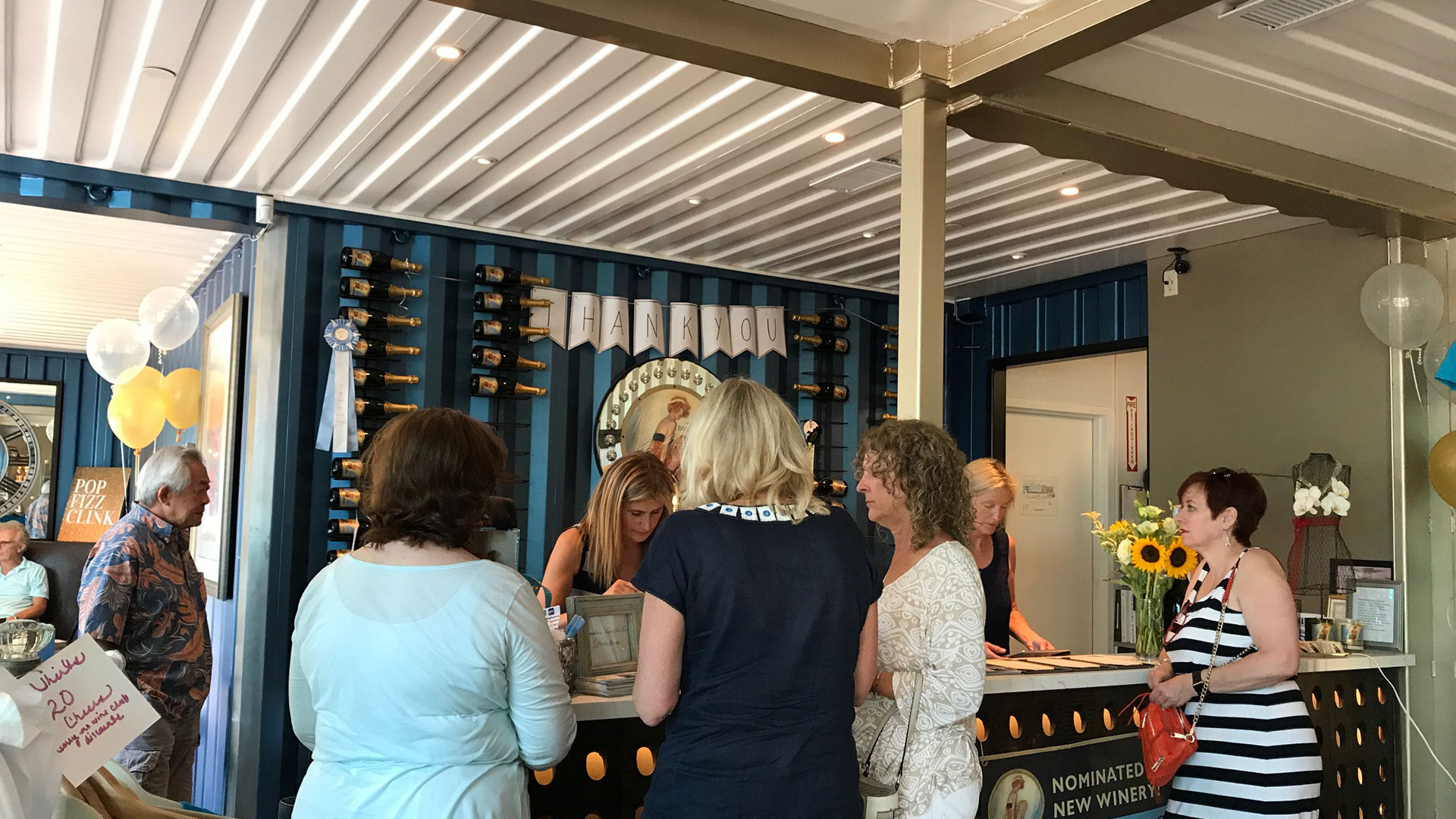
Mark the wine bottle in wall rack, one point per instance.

==

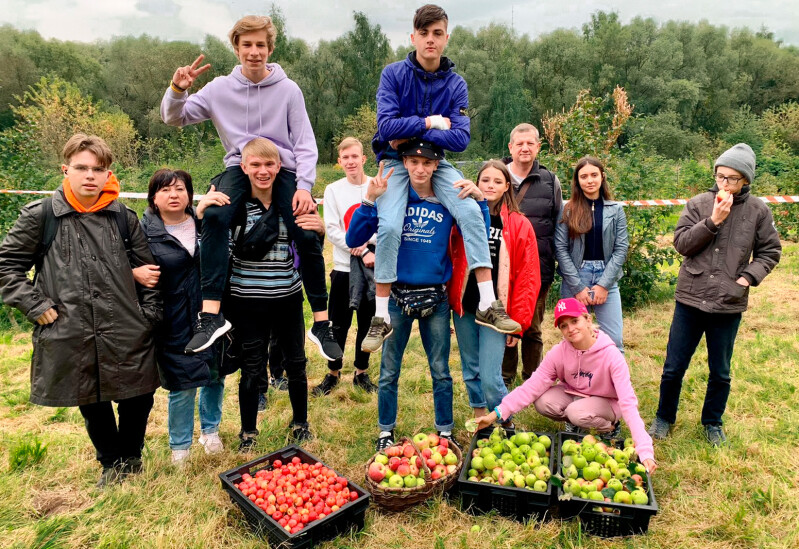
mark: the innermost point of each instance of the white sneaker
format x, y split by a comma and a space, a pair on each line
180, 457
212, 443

» TASK STATEMENT:
Wherever the string "instance" appears in the data above, copy the line it sits in.

» ANSWER:
Mark the wine bottle in wall rack, one point per instance.
mark: the innermost point of each instance of the white sneaker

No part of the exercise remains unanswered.